## begin

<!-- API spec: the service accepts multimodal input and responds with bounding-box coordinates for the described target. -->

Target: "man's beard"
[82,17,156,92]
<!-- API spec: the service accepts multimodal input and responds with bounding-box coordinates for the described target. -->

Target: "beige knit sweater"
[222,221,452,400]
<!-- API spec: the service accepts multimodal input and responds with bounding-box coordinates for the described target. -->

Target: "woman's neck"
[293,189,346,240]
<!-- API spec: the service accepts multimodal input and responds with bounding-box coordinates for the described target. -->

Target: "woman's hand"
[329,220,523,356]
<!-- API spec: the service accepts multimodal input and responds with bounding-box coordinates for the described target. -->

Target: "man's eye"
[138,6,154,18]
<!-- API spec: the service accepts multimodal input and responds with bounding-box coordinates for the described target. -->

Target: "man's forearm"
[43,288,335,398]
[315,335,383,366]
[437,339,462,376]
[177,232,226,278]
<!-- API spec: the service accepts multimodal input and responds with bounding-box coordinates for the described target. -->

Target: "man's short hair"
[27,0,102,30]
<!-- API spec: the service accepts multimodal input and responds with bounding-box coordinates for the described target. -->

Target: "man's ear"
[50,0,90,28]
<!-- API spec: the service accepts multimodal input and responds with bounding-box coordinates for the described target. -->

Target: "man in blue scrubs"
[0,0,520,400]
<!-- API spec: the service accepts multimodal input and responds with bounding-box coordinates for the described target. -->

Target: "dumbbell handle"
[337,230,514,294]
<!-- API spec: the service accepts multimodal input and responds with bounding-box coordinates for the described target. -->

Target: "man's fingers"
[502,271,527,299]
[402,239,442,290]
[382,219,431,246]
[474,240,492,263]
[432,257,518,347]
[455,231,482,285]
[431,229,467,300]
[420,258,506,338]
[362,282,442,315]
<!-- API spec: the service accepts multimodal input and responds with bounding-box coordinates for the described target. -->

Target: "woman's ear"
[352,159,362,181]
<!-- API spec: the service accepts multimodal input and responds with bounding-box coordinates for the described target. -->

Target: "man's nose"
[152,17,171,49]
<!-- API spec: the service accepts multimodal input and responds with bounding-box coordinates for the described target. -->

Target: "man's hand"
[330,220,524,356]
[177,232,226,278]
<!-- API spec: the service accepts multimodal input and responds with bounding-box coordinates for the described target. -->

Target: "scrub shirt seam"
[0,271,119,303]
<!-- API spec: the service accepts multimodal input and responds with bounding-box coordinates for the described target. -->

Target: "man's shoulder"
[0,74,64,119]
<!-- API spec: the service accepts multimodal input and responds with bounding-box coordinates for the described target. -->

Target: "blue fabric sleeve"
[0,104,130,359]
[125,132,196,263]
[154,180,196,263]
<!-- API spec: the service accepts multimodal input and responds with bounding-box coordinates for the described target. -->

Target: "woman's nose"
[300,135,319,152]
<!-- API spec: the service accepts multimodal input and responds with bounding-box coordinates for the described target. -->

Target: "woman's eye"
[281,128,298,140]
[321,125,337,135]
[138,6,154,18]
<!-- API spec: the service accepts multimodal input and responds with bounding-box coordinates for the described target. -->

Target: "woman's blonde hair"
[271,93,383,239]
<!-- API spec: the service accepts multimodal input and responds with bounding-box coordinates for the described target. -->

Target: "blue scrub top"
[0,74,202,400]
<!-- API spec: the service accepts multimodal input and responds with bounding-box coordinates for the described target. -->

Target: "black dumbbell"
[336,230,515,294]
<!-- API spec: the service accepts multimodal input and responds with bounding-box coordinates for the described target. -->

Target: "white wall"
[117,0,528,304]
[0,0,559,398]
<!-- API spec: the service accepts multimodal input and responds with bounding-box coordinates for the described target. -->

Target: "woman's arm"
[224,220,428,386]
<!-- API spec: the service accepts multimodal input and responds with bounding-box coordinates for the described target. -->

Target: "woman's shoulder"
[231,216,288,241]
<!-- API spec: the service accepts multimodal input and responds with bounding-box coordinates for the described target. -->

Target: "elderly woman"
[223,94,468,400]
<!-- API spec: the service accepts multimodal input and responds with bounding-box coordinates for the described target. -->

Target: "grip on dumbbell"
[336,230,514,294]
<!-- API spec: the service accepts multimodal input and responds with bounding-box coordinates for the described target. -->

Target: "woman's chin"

## end

Request -
Gather every line of the data above that contains the string "blue". Case counts.

Full response -
Target: "man in blue scrubs"
Target: "blue fabric sleeve"
Target: "blue scrub top"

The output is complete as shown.